Pope removes Puerto Rican bishop from office

Bishop Daniel Fernández Torres of Arecibo, Puerto Rico, is pictured in Arecibo in this this Oct. 19, 2016, file photo. Pope Francis has “relieved” Bishop Fernández of the pastoral care of the diocese, the Vatican announced without providing an explanation. In a statement Bishop Fernández said that there were no formal charges against him but that he was just asked to resign. (CNS photo/Rich Kalonick, Catholic Extension)

VATICAN CITY (CNS) — Pope Francis has “relieved” Bishop Daniel Fernández Torres of Arecibo, Puerto Rico, of the pastoral care of the diocese, the Vatican announced without providing an explanation.

The Vatican’s brief announcement March 9 added only that the pope had asked 79-year-old Bishop Álvaro Corrada del Río, retired head of the neighboring Diocese of Mayagüez, to serve as apostolic administrator.

Bishop Fernández, in a statement posted on the diocesan website, said, “I feel blessed to suffer persecution and slander for proclaiming the truth.”

The bishop also said he had been asked to resign but refused to do so.

Bishop Fernández has long defended the traditional family and, publicly distancing himself from the position of the president of the Puerto Rican bishops’ conference, opposed a bill that would have banned “conversion therapy” for homosexuals.

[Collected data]
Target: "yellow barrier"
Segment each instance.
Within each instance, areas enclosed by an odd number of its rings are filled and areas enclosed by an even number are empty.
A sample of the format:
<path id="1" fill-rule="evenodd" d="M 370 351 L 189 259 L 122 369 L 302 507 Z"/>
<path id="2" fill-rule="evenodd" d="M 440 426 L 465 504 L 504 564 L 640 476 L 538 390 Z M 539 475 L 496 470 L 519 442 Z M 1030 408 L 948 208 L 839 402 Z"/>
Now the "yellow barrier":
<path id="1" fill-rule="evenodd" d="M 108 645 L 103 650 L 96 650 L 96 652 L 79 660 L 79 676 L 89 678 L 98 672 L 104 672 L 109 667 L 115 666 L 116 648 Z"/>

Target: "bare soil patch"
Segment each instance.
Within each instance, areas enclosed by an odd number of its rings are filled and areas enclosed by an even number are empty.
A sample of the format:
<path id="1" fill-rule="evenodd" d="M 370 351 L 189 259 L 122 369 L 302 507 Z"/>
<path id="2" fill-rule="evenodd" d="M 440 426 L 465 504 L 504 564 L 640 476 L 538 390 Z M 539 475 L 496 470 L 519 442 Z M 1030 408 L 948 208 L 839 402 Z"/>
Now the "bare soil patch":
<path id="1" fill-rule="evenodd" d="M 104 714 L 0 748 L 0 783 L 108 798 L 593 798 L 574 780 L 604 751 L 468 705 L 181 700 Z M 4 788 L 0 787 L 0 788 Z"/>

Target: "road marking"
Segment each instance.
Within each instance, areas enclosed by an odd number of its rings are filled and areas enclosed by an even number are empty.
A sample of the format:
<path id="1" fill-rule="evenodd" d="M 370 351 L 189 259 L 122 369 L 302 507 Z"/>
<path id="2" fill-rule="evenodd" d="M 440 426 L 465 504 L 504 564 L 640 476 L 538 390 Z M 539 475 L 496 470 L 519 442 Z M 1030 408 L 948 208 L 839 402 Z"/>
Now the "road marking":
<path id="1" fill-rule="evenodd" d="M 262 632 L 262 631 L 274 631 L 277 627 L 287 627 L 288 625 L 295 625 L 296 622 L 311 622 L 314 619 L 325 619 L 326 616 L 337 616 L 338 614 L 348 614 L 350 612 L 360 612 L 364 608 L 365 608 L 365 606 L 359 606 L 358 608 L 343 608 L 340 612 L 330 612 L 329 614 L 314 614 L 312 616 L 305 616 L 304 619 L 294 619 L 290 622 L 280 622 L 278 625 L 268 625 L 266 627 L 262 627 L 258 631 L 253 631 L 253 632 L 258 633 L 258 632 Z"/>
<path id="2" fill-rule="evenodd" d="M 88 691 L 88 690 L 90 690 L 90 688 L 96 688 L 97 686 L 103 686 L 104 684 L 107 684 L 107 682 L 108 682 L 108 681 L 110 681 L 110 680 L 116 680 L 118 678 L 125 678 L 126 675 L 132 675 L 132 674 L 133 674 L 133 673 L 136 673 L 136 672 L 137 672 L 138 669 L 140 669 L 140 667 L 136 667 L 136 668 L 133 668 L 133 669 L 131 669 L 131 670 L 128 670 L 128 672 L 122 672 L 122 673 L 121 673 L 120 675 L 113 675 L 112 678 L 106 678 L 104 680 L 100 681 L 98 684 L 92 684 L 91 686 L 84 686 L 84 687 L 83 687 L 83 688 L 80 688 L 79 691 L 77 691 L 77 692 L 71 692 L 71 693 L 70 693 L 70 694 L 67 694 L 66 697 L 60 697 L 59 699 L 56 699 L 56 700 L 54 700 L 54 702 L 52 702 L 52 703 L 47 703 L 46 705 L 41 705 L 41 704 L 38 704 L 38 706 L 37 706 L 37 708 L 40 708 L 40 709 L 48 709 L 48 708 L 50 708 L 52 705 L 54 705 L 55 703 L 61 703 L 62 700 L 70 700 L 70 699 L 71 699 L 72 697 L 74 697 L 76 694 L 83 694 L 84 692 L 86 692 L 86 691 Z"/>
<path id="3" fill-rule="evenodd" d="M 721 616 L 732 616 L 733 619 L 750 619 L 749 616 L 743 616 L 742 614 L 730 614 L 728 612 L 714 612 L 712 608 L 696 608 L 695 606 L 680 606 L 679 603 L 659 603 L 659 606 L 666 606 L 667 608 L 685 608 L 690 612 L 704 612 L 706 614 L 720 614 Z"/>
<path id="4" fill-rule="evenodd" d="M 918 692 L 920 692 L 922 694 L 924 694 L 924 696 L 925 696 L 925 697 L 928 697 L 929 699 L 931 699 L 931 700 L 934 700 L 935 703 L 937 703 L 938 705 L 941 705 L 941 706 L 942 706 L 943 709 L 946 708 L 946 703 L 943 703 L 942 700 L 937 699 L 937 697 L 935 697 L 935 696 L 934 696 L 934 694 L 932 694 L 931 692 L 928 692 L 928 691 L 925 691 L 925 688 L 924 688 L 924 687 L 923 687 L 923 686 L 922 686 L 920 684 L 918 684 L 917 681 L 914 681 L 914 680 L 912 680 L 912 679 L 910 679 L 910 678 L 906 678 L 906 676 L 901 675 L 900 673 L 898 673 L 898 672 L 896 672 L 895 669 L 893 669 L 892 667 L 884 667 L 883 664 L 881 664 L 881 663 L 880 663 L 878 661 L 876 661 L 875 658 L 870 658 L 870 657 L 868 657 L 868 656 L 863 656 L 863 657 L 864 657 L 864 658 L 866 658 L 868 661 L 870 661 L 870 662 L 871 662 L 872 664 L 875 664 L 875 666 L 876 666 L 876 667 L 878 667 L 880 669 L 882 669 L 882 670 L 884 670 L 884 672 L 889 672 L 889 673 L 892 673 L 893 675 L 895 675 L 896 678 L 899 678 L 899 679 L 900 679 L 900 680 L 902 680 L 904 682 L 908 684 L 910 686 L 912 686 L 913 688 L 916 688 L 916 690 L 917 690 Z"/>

COMPLETE THE FOLLOWING:
1/ According to the article on the Puerto Rican bishop's removal, whom did the pope ask to serve as apostolic administrator?
2/ Continue the article on the Puerto Rican bishop's removal after its final sentence.
The rows have no connection to the article on the Puerto Rican bishop's removal.

RESULTS FOR EACH TASK:
1/ Bishop Álvaro Corrada del Río, the 79-year-old retired head of the neighboring Diocese of Mayagüez.

2/
But he has been best known recently for his support of people who conscientiously objected to the COVID-19 vaccine, although the Puerto Rican government required many people in health care and the public sector to be vaccinated.

In fact, in August when the Puerto Rican bishops’ conference drafted a “pastoral instruction on the moral importance” of getting the vaccine, they were forced to begin the document saying, “We, six of the seven Catholic bishops of Puerto Rico who make up the Puerto Rican episcopal conference, deem it appropriate to express ourselves collegially on a matter that, while it could have been a sign of great hope for humanity, sadly has become controversial: the issue of vaccination against COVID-19.”

In his statement March 9, Bishop Fernández told the faithful of the diocese, “It is not for me to explain to you a decision that I cannot explain to myself, although I accept it with the patience of Christ for the good of the church.”

The bishop also said, “I regret very much that in the church where mercy is preached so much, in practice some lack a minimum sense of justice. No process has been initiated against me, nor have I been formally accused of anything. Simply, one day the apostolic delegate (Archbishop Ghaleb Moussa Abdalla Bader) verbally communicated to me that Rome was asking me to resign.”

The pope’s action, he said, means “a successor of the apostles is now being replaced without even undertaking what would be an obligatory canonical process to remove a parish priest.”

Still, Bishop Fernández said he reaffirmed “my communion in the Catholic faith, with the pope and with my brothers in the episcopate, in spite of my perplexity in the face of an incomprehensible arbitrariness.”